[EXERCISE GOAL]:
Set down, word for word, everything from the line containing "Objective - one point per instance of the green jacket" down to the final row below, including both of those lines.

[Rows from a pointing dataset]
•••
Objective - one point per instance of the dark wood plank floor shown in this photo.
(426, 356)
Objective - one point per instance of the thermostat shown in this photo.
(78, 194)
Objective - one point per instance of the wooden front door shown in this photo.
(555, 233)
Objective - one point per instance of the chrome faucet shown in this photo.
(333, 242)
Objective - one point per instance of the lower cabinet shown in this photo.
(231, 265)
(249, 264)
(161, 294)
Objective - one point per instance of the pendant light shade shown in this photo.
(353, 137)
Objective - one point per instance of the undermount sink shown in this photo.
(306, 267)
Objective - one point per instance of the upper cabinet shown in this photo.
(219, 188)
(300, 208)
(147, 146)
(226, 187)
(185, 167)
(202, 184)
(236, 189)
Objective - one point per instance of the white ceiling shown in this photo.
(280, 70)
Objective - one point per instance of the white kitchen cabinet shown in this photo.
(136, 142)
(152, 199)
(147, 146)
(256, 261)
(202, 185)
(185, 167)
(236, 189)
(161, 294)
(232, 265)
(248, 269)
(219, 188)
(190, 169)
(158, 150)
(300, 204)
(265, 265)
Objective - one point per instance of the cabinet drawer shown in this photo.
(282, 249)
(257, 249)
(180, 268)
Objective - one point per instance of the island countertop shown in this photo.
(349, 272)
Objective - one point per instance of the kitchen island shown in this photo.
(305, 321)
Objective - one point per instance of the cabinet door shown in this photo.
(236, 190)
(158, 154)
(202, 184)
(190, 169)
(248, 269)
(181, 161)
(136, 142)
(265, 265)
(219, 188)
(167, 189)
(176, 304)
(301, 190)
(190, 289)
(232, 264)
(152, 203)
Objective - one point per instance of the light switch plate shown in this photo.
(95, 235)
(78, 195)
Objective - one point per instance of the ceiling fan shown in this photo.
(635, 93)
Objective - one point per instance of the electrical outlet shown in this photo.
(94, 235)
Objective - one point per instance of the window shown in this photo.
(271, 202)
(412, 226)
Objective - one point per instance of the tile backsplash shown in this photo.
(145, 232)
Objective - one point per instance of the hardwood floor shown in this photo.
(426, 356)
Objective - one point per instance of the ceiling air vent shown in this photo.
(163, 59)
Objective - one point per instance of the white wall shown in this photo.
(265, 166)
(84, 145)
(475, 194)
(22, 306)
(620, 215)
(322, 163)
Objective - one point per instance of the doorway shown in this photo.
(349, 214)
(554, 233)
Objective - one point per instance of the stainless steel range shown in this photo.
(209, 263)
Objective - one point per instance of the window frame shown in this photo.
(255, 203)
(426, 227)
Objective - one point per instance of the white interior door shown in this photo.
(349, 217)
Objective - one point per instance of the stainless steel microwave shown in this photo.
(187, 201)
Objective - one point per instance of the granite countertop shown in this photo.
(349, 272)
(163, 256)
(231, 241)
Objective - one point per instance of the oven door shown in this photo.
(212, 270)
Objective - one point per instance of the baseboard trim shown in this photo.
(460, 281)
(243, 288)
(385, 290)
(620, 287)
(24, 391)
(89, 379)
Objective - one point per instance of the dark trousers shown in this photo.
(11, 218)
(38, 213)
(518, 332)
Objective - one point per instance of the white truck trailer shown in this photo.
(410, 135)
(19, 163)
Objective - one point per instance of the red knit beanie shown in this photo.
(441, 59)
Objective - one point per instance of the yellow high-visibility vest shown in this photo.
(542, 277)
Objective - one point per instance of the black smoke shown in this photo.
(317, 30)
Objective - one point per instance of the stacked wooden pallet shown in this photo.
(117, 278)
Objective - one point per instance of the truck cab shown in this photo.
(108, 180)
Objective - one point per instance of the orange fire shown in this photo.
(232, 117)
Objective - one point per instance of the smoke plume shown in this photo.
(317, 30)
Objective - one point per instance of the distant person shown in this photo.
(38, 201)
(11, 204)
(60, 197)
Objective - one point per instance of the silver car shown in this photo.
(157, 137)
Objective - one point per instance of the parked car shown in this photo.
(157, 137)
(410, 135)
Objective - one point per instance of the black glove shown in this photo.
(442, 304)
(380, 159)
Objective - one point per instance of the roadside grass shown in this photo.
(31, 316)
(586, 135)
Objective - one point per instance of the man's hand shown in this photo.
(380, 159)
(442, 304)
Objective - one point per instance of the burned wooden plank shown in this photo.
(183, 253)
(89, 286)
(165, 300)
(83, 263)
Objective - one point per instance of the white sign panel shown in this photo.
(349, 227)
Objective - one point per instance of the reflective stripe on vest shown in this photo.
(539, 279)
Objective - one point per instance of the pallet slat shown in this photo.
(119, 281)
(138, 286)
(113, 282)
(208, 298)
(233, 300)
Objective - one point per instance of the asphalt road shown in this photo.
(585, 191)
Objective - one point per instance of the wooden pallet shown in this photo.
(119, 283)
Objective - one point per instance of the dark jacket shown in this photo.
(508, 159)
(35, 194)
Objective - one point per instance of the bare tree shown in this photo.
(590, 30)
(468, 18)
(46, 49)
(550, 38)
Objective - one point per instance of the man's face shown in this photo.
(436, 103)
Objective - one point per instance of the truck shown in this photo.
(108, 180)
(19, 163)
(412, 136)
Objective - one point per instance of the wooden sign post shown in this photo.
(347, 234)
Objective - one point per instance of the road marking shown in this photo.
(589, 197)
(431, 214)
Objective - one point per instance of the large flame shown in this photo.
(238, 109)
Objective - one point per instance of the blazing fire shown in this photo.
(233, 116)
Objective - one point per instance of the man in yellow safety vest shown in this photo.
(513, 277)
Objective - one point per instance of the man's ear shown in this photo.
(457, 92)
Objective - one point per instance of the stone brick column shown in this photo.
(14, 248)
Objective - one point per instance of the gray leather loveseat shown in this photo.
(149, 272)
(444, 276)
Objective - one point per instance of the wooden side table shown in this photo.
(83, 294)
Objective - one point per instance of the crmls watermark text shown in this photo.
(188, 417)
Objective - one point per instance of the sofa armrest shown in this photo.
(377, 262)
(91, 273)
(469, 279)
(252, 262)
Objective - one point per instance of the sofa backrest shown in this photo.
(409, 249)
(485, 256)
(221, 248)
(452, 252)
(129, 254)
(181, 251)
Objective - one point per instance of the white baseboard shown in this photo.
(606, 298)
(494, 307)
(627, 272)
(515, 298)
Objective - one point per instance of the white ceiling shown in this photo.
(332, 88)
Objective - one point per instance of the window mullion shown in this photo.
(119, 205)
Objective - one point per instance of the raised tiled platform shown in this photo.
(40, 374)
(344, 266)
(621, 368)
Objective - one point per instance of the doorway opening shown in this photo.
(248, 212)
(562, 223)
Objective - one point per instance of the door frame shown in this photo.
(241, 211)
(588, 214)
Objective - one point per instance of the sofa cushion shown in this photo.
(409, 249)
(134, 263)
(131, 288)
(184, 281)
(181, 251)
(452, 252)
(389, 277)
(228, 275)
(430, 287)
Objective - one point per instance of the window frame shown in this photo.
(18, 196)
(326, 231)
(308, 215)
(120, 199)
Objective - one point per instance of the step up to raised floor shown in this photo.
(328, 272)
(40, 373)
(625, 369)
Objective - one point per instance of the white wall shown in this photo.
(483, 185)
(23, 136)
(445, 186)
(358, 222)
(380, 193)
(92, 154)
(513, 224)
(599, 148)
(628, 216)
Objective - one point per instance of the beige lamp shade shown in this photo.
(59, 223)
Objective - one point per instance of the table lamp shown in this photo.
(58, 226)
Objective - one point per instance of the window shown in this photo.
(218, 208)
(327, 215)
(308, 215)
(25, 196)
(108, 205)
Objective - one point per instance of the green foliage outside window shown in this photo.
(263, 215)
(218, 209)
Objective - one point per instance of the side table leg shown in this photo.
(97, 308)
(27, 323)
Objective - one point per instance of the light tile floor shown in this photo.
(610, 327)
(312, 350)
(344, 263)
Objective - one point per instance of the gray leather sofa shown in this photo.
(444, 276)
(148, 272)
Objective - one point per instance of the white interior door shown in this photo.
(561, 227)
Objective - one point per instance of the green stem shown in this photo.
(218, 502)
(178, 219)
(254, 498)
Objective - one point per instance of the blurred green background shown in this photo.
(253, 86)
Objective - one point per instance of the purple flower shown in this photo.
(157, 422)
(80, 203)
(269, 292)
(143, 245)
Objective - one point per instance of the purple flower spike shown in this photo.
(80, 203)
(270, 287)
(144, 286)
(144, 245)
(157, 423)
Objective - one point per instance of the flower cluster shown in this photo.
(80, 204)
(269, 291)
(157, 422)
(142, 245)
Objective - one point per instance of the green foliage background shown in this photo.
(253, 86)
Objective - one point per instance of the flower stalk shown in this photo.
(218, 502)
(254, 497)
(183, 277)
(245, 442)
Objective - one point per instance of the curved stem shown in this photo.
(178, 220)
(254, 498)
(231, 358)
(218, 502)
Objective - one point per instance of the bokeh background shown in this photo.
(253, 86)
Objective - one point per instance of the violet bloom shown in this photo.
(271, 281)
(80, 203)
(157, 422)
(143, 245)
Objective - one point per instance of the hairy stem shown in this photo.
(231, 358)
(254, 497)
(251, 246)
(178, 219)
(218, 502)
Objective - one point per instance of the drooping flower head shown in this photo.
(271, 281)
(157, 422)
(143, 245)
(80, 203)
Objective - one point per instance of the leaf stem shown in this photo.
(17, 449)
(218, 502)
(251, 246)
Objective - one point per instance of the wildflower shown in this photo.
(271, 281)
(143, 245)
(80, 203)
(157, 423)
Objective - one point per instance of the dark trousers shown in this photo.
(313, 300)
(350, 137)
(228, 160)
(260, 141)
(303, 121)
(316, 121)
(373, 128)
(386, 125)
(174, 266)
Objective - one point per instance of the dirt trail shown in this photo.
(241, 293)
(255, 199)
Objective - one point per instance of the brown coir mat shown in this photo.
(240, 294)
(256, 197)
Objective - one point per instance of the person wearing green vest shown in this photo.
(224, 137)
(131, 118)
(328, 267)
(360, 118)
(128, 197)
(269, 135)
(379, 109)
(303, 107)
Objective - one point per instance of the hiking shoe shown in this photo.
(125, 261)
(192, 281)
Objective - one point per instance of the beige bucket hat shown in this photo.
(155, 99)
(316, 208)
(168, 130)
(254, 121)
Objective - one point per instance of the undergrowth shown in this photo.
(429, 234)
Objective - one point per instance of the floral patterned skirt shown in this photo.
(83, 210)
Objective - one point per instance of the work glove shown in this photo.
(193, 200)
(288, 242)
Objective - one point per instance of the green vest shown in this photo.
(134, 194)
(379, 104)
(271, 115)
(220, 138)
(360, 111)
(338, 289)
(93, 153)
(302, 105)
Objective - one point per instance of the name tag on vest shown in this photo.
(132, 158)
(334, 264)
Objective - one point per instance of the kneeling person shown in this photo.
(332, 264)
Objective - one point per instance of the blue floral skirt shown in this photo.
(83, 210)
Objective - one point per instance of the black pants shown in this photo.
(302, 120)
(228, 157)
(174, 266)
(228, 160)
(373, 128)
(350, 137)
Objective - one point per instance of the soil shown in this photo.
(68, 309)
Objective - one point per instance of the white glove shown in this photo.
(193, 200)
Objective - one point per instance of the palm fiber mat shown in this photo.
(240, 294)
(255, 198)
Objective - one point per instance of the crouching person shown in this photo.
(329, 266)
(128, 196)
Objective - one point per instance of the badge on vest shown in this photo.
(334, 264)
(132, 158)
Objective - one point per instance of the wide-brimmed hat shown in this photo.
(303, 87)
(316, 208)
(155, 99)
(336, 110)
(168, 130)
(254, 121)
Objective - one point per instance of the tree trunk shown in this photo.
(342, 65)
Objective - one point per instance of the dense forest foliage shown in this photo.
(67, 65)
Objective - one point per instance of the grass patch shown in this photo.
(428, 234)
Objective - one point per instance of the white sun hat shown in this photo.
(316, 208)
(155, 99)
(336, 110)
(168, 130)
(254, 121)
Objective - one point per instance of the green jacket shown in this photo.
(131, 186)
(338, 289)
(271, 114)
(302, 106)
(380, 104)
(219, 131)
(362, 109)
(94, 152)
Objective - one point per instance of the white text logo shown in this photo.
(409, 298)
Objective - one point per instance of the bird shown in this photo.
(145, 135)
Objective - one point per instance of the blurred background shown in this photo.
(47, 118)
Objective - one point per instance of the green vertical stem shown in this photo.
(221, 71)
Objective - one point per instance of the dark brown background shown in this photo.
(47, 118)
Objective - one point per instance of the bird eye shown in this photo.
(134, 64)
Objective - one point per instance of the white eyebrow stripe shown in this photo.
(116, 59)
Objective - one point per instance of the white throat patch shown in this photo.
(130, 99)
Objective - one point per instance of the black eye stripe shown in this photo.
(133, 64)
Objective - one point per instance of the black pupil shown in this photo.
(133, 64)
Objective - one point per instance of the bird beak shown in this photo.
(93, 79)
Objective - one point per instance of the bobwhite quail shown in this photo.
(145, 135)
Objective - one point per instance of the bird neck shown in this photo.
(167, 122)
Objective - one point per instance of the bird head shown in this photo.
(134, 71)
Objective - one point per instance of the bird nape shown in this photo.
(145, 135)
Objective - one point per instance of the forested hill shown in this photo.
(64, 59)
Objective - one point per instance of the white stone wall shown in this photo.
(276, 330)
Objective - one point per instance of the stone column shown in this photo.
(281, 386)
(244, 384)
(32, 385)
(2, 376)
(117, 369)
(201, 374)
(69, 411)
•••
[THE OUTPUT]:
Objective - one point per instance of the green jacket shown in this photo.
(131, 186)
(338, 289)
(271, 114)
(302, 106)
(380, 104)
(219, 131)
(362, 109)
(94, 152)
Objective - one point per instance of the white text logo shown in this photo.
(409, 298)
Objective - one point per instance of the bird shown in this photo.
(145, 135)
Objective - one point per instance of the blurred background shown in this photo.
(47, 118)
Objective - one point per instance of the green vertical stem shown in this photo.
(221, 71)
Objective - one point per instance of the dark brown background shown in this photo.
(47, 118)
Objective - one point per instance of the bird eye shown in this photo.
(134, 64)
Objective - one point per instance of the white eyebrow stripe shown in this photo.
(116, 59)
Objective - one point per instance of the white throat patch shown in this photo.
(130, 99)
Objective - one point per instance of the black eye stripe shown in this photo.
(133, 64)
Objective - one point per instance of the black pupil shown in this photo.
(133, 64)
Objective - one point per instance of the bird beak shown in this photo.
(93, 79)
Objective - one point per instance of the bobwhite quail shown in this photo.
(145, 135)
Objective - one point per instance of the bird neck shown in this photo.
(167, 122)
Objective - one point per instance of the bird head shown in this photo.
(134, 71)
Objective - one point per instance of the bird nape shown in this photo.
(145, 135)
Objective - one point per instance of the forested hill shown in this photo.
(64, 59)
Objective - one point per instance of the white stone wall shown in this photo.
(276, 330)
Objective - one point per instance of the stone column shown in this photo.
(281, 386)
(244, 384)
(32, 385)
(2, 376)
(117, 369)
(201, 374)
(69, 411)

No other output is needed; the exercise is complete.